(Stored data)
——
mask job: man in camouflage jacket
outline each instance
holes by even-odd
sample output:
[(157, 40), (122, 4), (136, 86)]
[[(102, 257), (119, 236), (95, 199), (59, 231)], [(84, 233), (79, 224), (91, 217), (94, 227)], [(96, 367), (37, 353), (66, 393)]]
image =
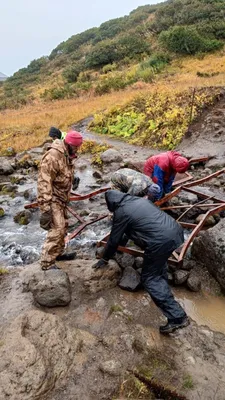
——
* [ACTIVITY] Give again, exactly as written, the lines from the one with "[(157, 40), (122, 4), (136, 86)]" through the last line of the entries above, but skip the pictures.

* [THE ANSWER]
[(157, 40), (122, 4), (136, 86)]
[[(102, 257), (119, 236), (95, 199), (59, 231)], [(84, 233), (79, 224), (91, 217), (94, 227)], [(96, 367), (37, 353), (66, 393)]]
image =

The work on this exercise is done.